_Extrait du document_:
De toutes ces atrocités les Turcs sont pleinement responsables; ils le sont dans leur ensemble, et non pas seulement dans leur gouvernement. Et si nous avons évoqué ces abominations, c'est moins pour appeler sur un ennemi abattu et après tout malheureux lui-même la haine et la vengeance des peuples qui furent longtemps ses sujets opprimés, que pour montrer une fois de plus la radicale incapacité des Turcs à s'adapter à la civilisation européenne, à lui emprunter autre chose que ses vices, à constituer un Etat capable d'administrer avec justice les peuples non turcs. La notion européenne de la liberté leur est aussi complètement étrangère que notre conception de l'égalité et notre idéal de fraternité. On se demande vraiment si, dans un pays constitué comme l'Empire ottoman, véritable macédoine de races, de langues et de religions diverses, l'idée d'exterminer ou d'assimiler tout ce qui n'est pas turc était plus absurde ou plus criminelle. On a vu des peuples plus avancés en civilisation et mieux doués s'assimiler d'autres peuples; mais le Turc est, de tous les éléments qui constituaient l'Empire ottoman, le moins développé, le moins susceptible de culture et de progrès. Celte guerre, dans laquelle les Turcs, par leur bravoure et la position géographique de leur Etat, ont apporté à nos ennemis un si précieux appoint, doit avoir pour conséquence, là comme ailleurs, là plus encore qu'ailleurs, l'affranchissement des peuples, la fin de toutes les oppressions. Le suaire est enfin déchiré; le tombeau où des peuples ensevelis vivants gisaient depuis des siècles est enfin ouvert; il ne se refermera pas. Le peuple turc a, comme les autres, ses droits qui seront respectés; mais sa domination sur d'autres peuples, musulmans ou chrétiens, est finie, même sous la forme d'une simple suzeraineté ou sous l'apparence inoffensive d'une fiction diplomatique. Dans les régions mêmes où l'élément turc est en majorité, il sera nécessaire de donner aux minorités des garanties sérieuses et contrôlées. Les Turcs ont, comme les autres peuples de leur Empire effondré, besoin d'une assistance pour organiser un état civilisé; la Société des Nations devra donner mandat à une ou à plusieurs des puissances victorieuses de leur apporter cette assistance avec ses charges et ses avantages.

_Travail à faire_: D'après l'extrait du document, quelle organisation devra confier à une ou plusieurs puissances victorieuses le mandat d'aider les Turcs à organiser un État civilisé ? Ces données proviennent d'une autre source.

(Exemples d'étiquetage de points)
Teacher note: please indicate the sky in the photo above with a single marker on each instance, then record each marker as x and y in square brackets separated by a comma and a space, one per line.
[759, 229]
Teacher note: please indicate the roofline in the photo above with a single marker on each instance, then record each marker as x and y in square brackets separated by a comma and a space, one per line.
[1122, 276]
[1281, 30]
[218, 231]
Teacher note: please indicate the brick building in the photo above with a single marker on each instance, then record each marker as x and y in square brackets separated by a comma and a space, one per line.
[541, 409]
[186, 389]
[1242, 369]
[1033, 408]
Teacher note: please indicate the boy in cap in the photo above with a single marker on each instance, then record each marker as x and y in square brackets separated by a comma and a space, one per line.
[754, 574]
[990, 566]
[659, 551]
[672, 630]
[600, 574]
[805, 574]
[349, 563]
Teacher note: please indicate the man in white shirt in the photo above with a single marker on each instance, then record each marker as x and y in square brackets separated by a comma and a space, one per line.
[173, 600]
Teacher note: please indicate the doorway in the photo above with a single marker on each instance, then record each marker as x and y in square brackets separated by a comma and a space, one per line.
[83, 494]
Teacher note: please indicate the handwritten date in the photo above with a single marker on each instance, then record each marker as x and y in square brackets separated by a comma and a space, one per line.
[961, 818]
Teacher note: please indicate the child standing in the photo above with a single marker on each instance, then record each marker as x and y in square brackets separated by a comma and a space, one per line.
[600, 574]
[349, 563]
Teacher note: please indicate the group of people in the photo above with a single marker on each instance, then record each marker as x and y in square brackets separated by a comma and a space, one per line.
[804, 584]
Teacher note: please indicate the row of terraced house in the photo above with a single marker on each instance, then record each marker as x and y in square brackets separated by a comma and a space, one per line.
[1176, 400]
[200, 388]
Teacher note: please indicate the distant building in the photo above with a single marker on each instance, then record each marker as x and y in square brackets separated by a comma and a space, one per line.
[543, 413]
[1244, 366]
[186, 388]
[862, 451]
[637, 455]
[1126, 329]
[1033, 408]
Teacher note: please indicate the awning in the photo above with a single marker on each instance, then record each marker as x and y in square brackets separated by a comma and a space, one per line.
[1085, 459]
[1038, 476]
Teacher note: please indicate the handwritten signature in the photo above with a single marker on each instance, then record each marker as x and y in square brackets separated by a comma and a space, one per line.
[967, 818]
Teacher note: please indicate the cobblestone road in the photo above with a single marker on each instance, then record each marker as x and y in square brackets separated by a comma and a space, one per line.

_Réponse rédigée_: La Société des Nations.